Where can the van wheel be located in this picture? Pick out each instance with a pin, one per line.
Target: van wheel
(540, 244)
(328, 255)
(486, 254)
------------------------------------------------------------------------
WORK REQUEST:
Copy every record once more, exactly as given.

RESPONSE TO THIS EXERCISE:
Where can the van wheel be located in this picture? Pick out each instance with a pin, one per line.
Target: van wheel
(540, 244)
(328, 255)
(486, 254)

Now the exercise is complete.